Labeled-object pointing entries

___

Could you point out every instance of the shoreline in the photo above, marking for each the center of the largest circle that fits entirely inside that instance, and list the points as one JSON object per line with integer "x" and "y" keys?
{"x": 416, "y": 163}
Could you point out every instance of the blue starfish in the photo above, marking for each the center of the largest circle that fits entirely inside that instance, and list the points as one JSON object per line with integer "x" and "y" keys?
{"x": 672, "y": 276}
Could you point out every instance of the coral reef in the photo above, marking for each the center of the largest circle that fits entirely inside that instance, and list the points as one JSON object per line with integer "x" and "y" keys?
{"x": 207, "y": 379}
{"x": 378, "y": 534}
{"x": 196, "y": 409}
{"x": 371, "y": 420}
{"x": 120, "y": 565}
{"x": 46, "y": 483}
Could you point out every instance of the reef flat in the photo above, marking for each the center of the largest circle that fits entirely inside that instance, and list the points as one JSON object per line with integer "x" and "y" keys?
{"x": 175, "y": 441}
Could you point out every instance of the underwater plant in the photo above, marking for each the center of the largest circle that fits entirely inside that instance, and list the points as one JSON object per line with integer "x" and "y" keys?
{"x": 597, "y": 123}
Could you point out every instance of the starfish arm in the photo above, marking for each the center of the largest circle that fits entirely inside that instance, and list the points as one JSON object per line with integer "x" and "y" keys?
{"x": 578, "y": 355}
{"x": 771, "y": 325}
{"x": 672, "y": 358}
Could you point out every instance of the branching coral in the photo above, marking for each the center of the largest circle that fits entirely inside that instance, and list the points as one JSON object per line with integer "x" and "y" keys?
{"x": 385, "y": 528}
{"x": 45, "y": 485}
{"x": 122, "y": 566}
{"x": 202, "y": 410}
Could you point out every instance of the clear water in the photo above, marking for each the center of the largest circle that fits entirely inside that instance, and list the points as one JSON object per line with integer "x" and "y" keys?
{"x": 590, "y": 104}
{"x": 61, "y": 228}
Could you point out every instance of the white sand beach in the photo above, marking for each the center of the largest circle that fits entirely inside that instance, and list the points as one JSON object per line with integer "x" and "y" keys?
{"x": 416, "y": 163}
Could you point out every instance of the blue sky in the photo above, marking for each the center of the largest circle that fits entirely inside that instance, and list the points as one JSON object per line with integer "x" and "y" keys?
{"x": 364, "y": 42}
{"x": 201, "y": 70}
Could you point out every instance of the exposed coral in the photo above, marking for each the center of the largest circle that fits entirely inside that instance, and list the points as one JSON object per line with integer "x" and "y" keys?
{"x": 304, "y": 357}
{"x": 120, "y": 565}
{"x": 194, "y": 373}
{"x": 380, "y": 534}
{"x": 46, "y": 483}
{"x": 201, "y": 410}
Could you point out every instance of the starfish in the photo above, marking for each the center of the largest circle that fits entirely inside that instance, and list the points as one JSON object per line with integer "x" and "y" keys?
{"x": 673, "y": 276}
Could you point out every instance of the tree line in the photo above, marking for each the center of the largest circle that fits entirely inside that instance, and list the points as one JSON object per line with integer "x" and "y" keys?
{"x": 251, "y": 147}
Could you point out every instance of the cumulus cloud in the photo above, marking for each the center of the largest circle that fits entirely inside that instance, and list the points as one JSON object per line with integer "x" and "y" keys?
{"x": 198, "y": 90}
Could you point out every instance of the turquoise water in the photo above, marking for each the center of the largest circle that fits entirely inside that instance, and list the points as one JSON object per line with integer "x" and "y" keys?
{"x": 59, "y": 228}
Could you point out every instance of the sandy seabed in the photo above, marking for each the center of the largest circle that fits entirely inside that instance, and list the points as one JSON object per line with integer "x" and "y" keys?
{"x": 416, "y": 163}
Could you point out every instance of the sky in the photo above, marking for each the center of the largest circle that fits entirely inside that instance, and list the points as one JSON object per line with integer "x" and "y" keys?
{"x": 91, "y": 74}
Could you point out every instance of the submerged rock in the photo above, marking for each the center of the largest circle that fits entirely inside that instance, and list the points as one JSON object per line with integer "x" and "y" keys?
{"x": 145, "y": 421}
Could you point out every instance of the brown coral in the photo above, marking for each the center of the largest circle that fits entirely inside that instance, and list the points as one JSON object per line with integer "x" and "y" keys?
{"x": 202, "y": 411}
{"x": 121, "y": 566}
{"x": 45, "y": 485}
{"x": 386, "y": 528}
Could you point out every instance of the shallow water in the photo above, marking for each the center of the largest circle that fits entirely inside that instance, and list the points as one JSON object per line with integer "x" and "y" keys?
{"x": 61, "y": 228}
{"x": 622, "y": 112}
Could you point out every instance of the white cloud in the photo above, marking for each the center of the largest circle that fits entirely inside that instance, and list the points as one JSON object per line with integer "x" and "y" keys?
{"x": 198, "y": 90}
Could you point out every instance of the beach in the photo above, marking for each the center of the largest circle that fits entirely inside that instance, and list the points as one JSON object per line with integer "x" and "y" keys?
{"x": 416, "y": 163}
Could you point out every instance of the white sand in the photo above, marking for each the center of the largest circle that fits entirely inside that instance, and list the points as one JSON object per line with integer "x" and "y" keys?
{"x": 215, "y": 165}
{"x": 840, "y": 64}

___

### Goal
Reproduce only the lines between the line containing "Could you point out every instance of the shallow" and the last line of the records, those two lines included, exactly.

### Task solution
Could you point out every instance of the shallow water in the photo above, marking for each the center of the largest circle that fits entirely inside that instance, and list the points as one JSON object per line with integer "x" and "y" keys?
{"x": 61, "y": 228}
{"x": 622, "y": 112}
Could you point out every instance of the white cloud in the photo above, marking for each the center of the largest circle that fits entirely inside that instance, and list the points as one JSON object per line with integer "x" and "y" keys?
{"x": 198, "y": 90}
Could you point out every instance of the beach in the photo above, marking for each the center of the largest circle that fits entirely inside that instance, and list the points as one JSON object per line with integer "x" and "y" keys?
{"x": 416, "y": 163}
Could you point out every instance of the white sand in the photo above, marking for each the center of the largest circle that fits entirely inside that instance, and list the points as one JSON object per line with integer "x" and "y" keys?
{"x": 215, "y": 165}
{"x": 840, "y": 64}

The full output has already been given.